──────── Input for this task ────────

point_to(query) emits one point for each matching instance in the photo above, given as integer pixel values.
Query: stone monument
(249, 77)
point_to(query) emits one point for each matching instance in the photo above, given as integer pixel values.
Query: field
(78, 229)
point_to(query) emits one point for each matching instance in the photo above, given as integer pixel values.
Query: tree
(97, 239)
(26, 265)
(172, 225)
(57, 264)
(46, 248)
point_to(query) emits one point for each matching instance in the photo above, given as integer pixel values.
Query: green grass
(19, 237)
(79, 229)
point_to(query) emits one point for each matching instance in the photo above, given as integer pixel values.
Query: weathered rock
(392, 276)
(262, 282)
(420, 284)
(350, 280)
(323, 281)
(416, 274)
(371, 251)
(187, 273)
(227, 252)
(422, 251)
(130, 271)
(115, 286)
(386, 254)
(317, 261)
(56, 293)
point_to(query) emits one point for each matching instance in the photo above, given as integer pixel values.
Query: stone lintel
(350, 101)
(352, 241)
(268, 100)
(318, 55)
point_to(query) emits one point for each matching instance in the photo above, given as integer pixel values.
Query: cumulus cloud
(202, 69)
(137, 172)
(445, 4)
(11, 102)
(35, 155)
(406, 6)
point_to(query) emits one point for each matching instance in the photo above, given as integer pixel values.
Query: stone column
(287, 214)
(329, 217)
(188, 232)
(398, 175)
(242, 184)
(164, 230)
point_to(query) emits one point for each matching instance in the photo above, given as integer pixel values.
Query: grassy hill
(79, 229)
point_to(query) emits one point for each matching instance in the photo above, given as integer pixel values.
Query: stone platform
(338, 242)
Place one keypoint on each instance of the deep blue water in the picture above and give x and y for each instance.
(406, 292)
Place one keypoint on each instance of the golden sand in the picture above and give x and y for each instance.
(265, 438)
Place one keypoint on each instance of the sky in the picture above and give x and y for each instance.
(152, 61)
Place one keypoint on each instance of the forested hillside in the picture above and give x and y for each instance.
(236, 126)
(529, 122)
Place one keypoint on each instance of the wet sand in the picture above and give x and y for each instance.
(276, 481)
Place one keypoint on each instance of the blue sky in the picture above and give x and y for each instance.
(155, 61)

────────

**Task to complete**
Could you repeat everything in the material, word for word, from the line containing "Place one keypoint on each instance of the forested" down to the end?

**Answer for this exercise**
Place one keypoint on each instance of the forested hillside in the picture above and give x and y for each instance.
(236, 126)
(529, 122)
Place one keypoint on each instance of the wet sand in the picture above and give x and y for each instance.
(276, 481)
Place one keypoint on each instance of the blue sky in the picture above and give x and y for each instance.
(155, 61)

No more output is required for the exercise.